_PASSAGE PROVIDED_.
((

THE FIRST PRESBYTERIAN
CHURCH OF GEORGETOWN
The Making Of A Church
By - Laura Duncan, 211 West
Central Avenue, Georgetown, Texas 78626
The First Presbyterian
Church of Georgetown was organized on June 12th,1854.
(1) The organizational meeting was held in the home of
Mr. and Mrs. Richard Sansom on the old Round Rock Road,
in Round Rock, Texas. The presiding minister was Rev.
William M. Baker of Austin, and the charter members
included Dr. Thomas Barbee, Miss Letitia Barbee, Mrs.
Margaret Morrow, Mr. and Mrs. Richard Sansom, and Mrs.
S.F. Tyler. At the first meeting Dr. Barbee and Richard
Sansom were elected Ruling Elders, one of the Sansom
children was baptized, and the Sacrament of Holy
Communion was observed.
The original name was the
Round Rock Presbyterian Church. The name was changed
when the services were shifted to Georgetown, due to the
majority of the members living here. (2) After the Civil
War the church split with one group calling itself
Georgetown Presbyterian Church (Southern) in 1866 (3),
and the other group calling itself First Presbyterian
Church in 1870. In 1925 the Georgetown Presbyterian
Church assumed the name First Presbyterian Church, after
buying their building. (5)
In 1861, all of the
Presbyteries in Texas withdrew from the Presbyterian
Church U.S.A., and became affiliated with the
Presbyterian Church of the Confederate States of
America. At the conclusion of the Civil War, the
congregation voted 15 to 5 to return to the U.S.A.
Church (Northern) (4), which resulted in splitting the
congregation for 28 years. Both churches claimed to be
the continuing congregation, and both were led by people
who had united with the church prior to the end of 1856.
The U.S.A. congregation
(northern) immediately called Rev. John McMurray (6) to
become Stated Supply of the congregation. His other job
was to be the principal of the Georgetown Male and
Female Academy, which is said to be the first school in
Georgetown, and it met in
the little wooden building
owned by the congregation. (It is believed that the
location of the church was at the corner of 4th and
Church Streets. The wood from this structure would be
used in 1872, for part of the new rock structure
completed in 1873.)

))

_INFORMATION SUPPLIED_.

((

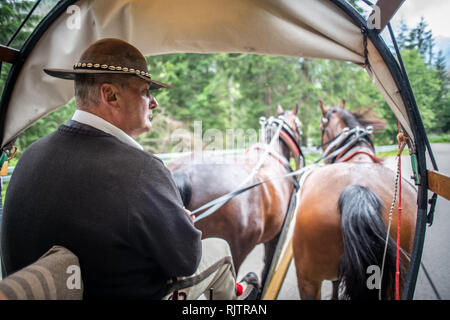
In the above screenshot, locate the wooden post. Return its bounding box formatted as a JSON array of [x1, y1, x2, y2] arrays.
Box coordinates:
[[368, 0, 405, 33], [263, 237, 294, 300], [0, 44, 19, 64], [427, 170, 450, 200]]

))

_WRITTEN EXERCISE 1_. In the church history text, what was the congregation's vote at the end of the Civil War on returning to the U.S.A. Church (Northern)?
_WRITTEN EXERCISE 2_. Please repeat a passage of the church history text word for word, starting at the words "In 1861, all" and ending after the words "end of 1856.".

_TASK RESULT 1_. The congregation voted 15 to 5 to return.

_TASK RESULT 2_.
In 1861, all of the
Presbyteries in Texas withdrew from the Presbyterian
Church U.S.A., and became affiliated with the
Presbyterian Church of the Confederate States of
America. At the conclusion of the Civil War, the
congregation voted 15 to 5 to return to the U.S.A.
Church (Northern) (4), which resulted in splitting the
congregation for 28 years. Both churches claimed to be
the continuing congregation, and both were led by people
who had united with the church prior to the end of 1856.